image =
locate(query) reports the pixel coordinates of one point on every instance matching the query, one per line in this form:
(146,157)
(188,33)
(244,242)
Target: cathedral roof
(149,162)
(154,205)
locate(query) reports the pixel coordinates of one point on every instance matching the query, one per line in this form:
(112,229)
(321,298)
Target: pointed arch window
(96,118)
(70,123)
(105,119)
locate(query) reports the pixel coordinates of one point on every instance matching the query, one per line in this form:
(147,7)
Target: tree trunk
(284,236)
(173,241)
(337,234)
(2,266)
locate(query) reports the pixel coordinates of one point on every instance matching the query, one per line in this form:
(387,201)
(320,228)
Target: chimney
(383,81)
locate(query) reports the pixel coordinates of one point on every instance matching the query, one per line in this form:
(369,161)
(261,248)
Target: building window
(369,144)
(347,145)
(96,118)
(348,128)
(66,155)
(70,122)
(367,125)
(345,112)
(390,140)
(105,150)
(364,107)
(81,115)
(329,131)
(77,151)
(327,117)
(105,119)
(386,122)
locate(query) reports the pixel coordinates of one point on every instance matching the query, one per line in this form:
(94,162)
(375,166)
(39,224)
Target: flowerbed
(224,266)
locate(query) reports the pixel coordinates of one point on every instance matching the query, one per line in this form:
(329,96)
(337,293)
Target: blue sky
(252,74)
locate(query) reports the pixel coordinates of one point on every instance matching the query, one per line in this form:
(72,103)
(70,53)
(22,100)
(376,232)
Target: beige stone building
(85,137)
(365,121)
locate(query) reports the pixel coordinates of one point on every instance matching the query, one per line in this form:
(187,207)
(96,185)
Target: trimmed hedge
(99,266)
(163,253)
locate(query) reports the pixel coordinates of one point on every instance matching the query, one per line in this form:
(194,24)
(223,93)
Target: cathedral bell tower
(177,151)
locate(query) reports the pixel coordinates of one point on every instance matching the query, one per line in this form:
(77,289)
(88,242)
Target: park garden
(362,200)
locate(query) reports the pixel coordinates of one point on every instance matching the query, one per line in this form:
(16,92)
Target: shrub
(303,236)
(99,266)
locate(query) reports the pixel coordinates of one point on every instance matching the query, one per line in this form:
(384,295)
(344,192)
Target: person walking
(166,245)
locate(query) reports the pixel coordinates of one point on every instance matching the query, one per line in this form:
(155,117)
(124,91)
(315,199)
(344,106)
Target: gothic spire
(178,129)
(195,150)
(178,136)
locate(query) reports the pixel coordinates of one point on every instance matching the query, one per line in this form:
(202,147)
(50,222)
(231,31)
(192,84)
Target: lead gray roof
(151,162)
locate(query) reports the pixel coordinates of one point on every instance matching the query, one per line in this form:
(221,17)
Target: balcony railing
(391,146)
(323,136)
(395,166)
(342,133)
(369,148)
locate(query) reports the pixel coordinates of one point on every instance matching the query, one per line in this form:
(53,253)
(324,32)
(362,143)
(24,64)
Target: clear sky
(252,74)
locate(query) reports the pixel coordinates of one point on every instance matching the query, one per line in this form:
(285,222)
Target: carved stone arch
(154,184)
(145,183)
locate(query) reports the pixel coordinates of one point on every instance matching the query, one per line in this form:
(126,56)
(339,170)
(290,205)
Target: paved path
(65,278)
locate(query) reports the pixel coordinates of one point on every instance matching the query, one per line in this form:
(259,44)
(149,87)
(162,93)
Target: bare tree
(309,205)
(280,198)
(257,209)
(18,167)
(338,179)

++++++++

**Challenge:**
Copy out the whole listing exactly as written.

**Full response:**
image =
locate(query) reports the pixel coordinates of one point on every instance matching the query, one per line in this form:
(146,157)
(188,33)
(244,242)
Target: cathedral roof
(149,162)
(154,205)
locate(query) reports the pixel coordinates of one point on every instance matching the query, one per line in this form:
(112,229)
(321,298)
Target: pointed arch window
(96,118)
(70,123)
(105,119)
locate(query) reports the pixel coordinates of one point on every instance matching the query, one per line in this form:
(147,7)
Target: tree trunk
(284,236)
(173,241)
(337,234)
(2,266)
locate(query) reports the pixel coordinates of one point on every instance matching the query, one per line in this form:
(387,201)
(320,228)
Target: chimney
(383,81)
locate(query) reports the pixel coordinates of one point on every instance matching the query, one per line in this form:
(369,161)
(261,248)
Target: building window
(369,144)
(347,145)
(96,118)
(348,128)
(66,155)
(70,122)
(367,125)
(345,112)
(390,140)
(105,150)
(364,107)
(81,115)
(329,131)
(77,151)
(327,117)
(105,119)
(386,122)
locate(query) reports the pixel coordinates of one point on every instance matching the query, one per line in this form:
(94,162)
(375,166)
(39,224)
Target: flowerbed
(224,266)
locate(query) reports the pixel coordinates of one point on every instance matching the query, one per line in this form:
(329,96)
(337,293)
Target: blue sky
(252,74)
locate(query) reports the pixel coordinates of one point on every instance matching the query, one per line in this form:
(72,103)
(70,53)
(22,100)
(376,232)
Target: beige stone building
(85,137)
(365,121)
locate(query) reports the pixel coordinates of one point on every instance matching the query, one per line in this form:
(187,207)
(96,185)
Target: trimmed hedge
(99,266)
(163,253)
locate(query) reports the pixel coordinates of one point on every instance matching the query, one per line in this form:
(194,24)
(223,93)
Target: cathedral bell tower
(177,151)
locate(query) reports the pixel coordinates of one point on every instance matching the query, one per line in this form:
(77,289)
(88,242)
Target: park garden
(362,200)
locate(query) reports the pixel coordinates of one point on every instance matching the query, one per line in this form:
(16,92)
Target: shrub
(303,236)
(99,266)
locate(query) reports the pixel coordinates of one point on every instance matching the query, one per line in this form:
(384,295)
(344,192)
Target: person walking
(166,245)
locate(query) reports the pixel coordinates of one point on every instance matching the query, one per line in this form:
(155,117)
(124,91)
(315,199)
(344,106)
Target: gothic spire
(178,129)
(195,150)
(178,136)
locate(query) reports the pixel coordinates of one point on every instance matching the query, one per line in this form:
(202,147)
(50,222)
(231,31)
(192,84)
Target: lead gray roof
(151,162)
locate(query) reports the pixel coordinates of one point on every instance matching the query, one per line in this form:
(221,17)
Target: balcony railing
(391,146)
(323,136)
(395,166)
(342,133)
(369,148)
locate(query) reports the pixel coordinates of one point on every instance matching the query, one per line in this form:
(53,253)
(324,32)
(362,143)
(24,64)
Target: clear sky
(252,74)
locate(query) reports the pixel coordinates of one point on every instance matching the query, one per line in this form:
(285,222)
Target: carved stone arch
(154,184)
(145,183)
locate(query) reports the pixel coordinates of one point on every instance matching the query, one per line in this form:
(126,56)
(339,170)
(290,205)
Target: paved path
(65,278)
locate(query) reports the pixel coordinates of one point on every instance matching the query, one per line in this form:
(259,44)
(149,87)
(162,93)
Target: bare tree
(309,205)
(280,198)
(257,209)
(18,167)
(338,179)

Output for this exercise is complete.